WORK ORDER 1:
Copy the conversation notes on Western culture from "Notes from a" to "of the West.", swapping "Western culture" for "Western civilization".
WORK ORDER 2:
Write the next part of the conversation notes on Western culture, starting after their last sentence.

DOCUMENT EXCERPT:
+ + +
The West

True Religiosity
and Power

Notes from a conversation between Luigi Giussani and a Communion and Liberation group in New York, March 8, 1986

Question: What is your opinion of Western culture? This question is important for us because we live in a country that seeks to be the fulfilled expression of the West.
Fr Giussani: It seems to me that this is a question that takes in everything. I believe that, first of all, Western culture possesses such values that it has imposed itself both as a culture and operatively, socially, on the whole world. There is a small consideration to add, which is that Western culture has inherited all these values from Christianity: the value of the person, absolutely inconceivable in all the literature of the world, because the person is conceivable as dignity solely if he is acknowledged as not deriving wholly from his father’s and mother’s biology–otherwise, he is like a stone in the stream of reality, a drop from a wave that breaks against the rock; the value of work, which all of world culture, ancient culture but also Engels and Marx, conceives of as enslavement–it is likened to slavery, while Christ calls work the activity of the Father, of God; the value of matter, that is to say, the abolition of the duality between a noble and an ignoble aspect of the life of nature that does not exist for Christianity–the most revolutionary statement in the history of culture is St Paul’s, “Everything God has created is good,”1 which is why Romano Guardini can say that Christianity is the most “materialist” religion in history; the value of progress, of time as charged with meaning, because the concept of history requires the idea of an intelligent plan.
+ + +
Recorded data:
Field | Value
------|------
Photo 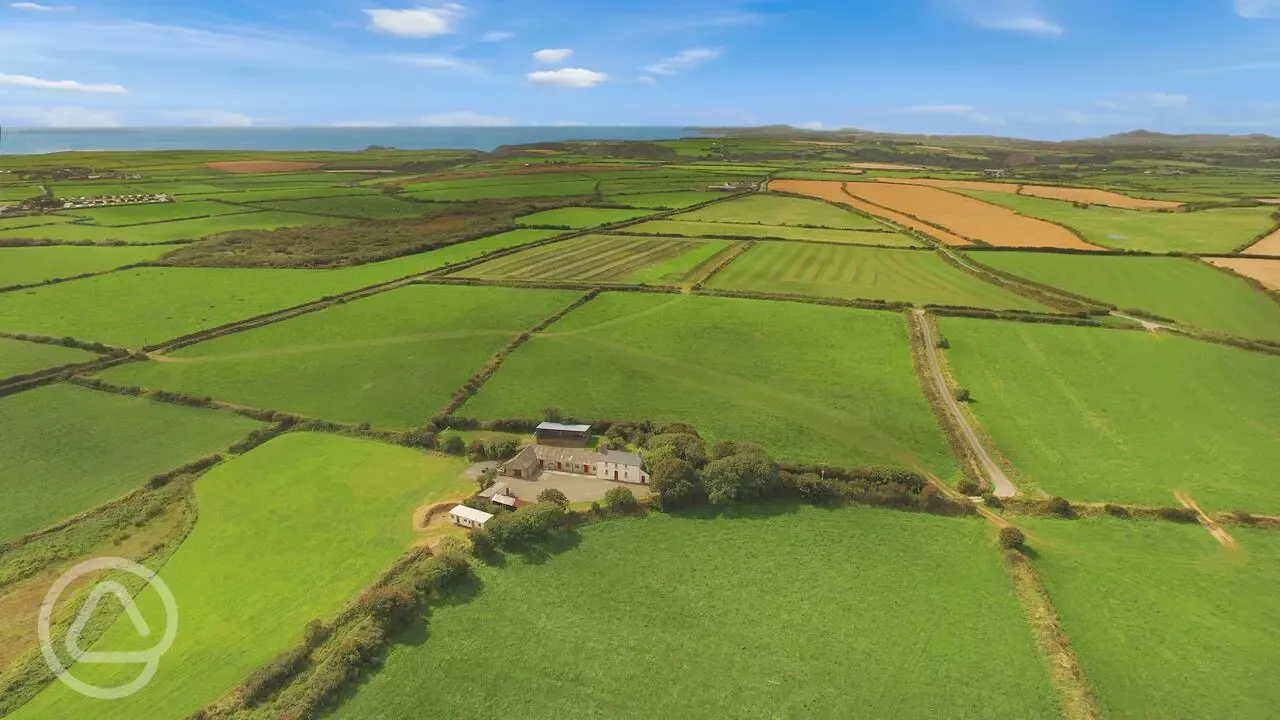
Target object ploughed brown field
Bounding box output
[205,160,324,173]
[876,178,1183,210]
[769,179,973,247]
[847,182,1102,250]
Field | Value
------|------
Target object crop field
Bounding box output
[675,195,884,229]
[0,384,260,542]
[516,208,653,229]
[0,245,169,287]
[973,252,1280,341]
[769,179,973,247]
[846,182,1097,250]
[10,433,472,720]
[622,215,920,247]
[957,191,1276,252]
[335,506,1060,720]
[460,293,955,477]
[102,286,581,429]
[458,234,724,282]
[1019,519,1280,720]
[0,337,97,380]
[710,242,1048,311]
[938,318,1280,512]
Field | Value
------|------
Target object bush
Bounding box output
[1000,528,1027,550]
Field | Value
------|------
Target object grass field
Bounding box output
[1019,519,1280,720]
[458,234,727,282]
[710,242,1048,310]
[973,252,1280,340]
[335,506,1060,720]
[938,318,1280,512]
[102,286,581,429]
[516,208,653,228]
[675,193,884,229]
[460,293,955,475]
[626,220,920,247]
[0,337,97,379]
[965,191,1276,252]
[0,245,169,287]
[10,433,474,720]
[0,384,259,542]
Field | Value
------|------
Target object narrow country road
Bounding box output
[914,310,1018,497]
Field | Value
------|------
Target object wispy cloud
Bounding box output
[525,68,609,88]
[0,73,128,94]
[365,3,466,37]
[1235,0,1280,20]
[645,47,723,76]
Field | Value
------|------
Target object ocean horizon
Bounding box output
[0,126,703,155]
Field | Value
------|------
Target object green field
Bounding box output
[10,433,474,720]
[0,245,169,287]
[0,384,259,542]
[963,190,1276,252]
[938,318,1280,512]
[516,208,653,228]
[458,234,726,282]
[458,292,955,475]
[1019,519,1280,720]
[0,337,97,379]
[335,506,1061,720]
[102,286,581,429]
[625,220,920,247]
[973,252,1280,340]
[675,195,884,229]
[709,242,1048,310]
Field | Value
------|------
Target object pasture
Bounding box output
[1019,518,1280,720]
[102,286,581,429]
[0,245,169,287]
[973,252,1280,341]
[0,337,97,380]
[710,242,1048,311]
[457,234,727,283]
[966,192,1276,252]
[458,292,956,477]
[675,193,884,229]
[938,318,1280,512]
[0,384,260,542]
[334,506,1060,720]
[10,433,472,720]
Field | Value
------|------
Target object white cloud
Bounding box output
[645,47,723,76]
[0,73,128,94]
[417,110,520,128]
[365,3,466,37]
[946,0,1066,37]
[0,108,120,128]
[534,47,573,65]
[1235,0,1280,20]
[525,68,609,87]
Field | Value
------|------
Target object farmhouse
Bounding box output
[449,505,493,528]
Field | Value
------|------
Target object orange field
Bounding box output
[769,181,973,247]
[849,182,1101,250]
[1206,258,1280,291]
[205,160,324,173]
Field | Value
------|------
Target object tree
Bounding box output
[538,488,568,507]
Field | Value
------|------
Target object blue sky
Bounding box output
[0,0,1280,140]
+ + +
EXERCISE OUTPUT 1:
Notes from a conversation between Luigi Giussani and a Communion and Liberation group in New York, March 8, 1986

Question: What is your opinion of Western civilization? This question is important for us because we live in a country that seeks to be the fulfilled expression of the West.

EXERCISE OUTPUT 2:
These are the basic values of Western civilization, it seems to me. I did not mention another one, because it is implicit in the concept of person: freedom. If man derives everything from his biological antecedents, as the prevailing culture claims, then man is the slave of chance encounters, of good or bad luck, and thus is the slave of those in power, because the reigning power represents the temporary emergence of luck in history. But if man is something that derives directly from the origin of things, of the world, the soul, then man is really free. Man cannot conceive of himself as free in an absolute sense–since before he was not and now he is, he depends, whether he likes it or not. The alternative is very simple: either he depends on What makes reality, i.e. on God, or he depends on the chance movements of reality, i.e. on those in power. Dependence on God is the freedom of men from other men. The terrible failure, the terrible error of Western civilization is having forgotten and denied this. Thus, in the name of his own autonomy, Western man has become the slave of every power.

And all the shrewd development of the instruments of civilization increases this enslavement. The solution is a battle to save–not the battle to block the shrewdness of civilization, but the battle to rediscover, to testify to man’s dependence on God. What has been, throughout time, the true meaning of the human struggle, that is to say, the struggle between the affirmation of the human and the instrumentalization of the human by those in power, has now reached an extreme. As John Paul II has warned so many times, the greatest danger today is not the destruction of peoples, killing and murder, but the attempt by the reigning power to destroy the human. And the essence of the human is freedom, i.e., the relationship with the Infinite. Therefore, it is mainly in the West that the great battle must be fought by the man who feels himself to be a man: the battle between authentic religiosity and power. What limits power is true religiosity–this limits any power, be it civil, political, or ecclesiastic.